= Task requirements =
Using the material below, return exactly the lines between the one holding "Practice step: find every instance of the snow-covered" and the one holding "Target: snow-covered ground", inclusive, and no others.

= Material supplied =
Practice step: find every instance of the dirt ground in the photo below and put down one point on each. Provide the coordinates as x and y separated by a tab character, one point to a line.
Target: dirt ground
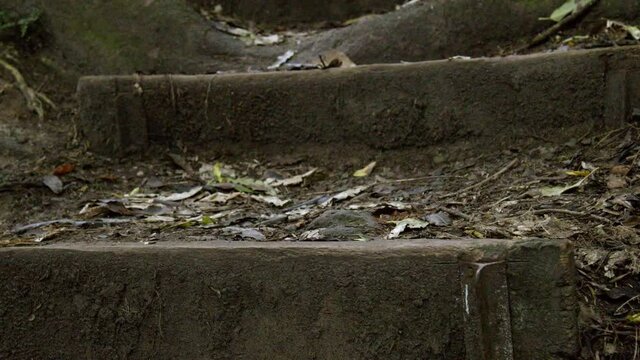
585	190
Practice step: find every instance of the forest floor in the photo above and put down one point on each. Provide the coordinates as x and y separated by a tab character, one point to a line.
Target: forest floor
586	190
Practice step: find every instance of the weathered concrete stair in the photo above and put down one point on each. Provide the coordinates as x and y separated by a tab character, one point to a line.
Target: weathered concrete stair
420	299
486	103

--

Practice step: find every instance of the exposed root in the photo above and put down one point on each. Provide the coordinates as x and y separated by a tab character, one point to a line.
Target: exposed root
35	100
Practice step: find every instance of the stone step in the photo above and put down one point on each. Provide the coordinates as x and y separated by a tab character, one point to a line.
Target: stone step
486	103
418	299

==

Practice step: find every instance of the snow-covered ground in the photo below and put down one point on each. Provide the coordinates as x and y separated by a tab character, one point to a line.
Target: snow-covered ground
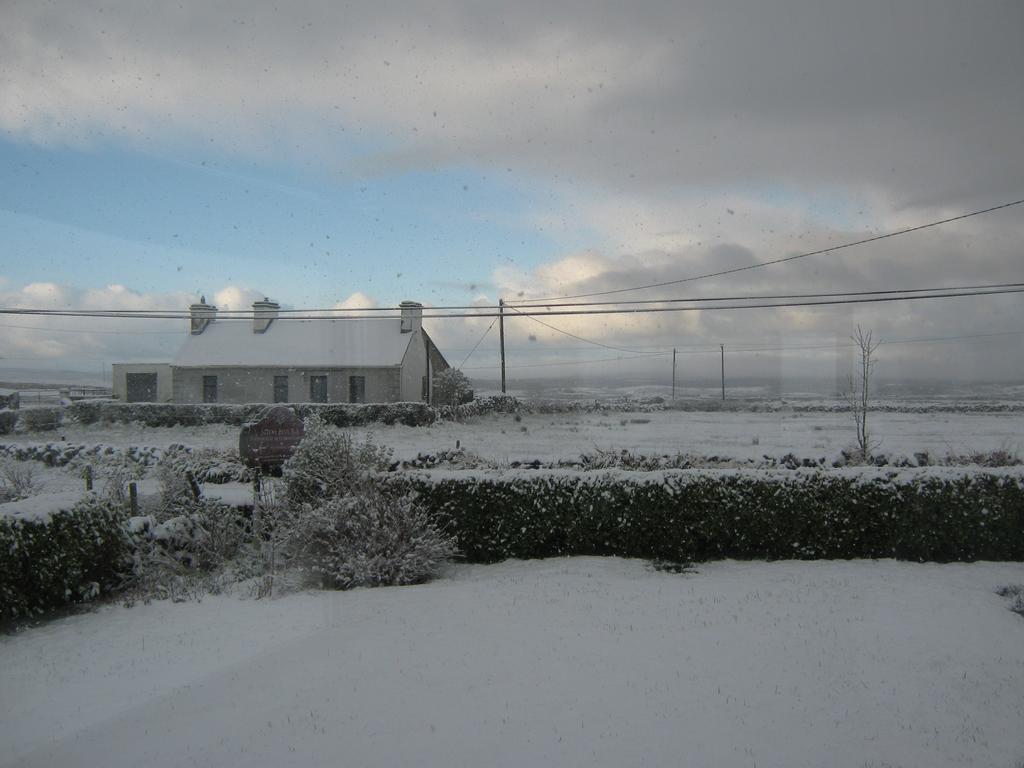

= Exercise solution =
Practice step: find every instance of the snow-covered ground in the photo below and put down one point on each. Provide the coordinates as x and y separated by a tab character, one point to a line.
Target: snow-covered ground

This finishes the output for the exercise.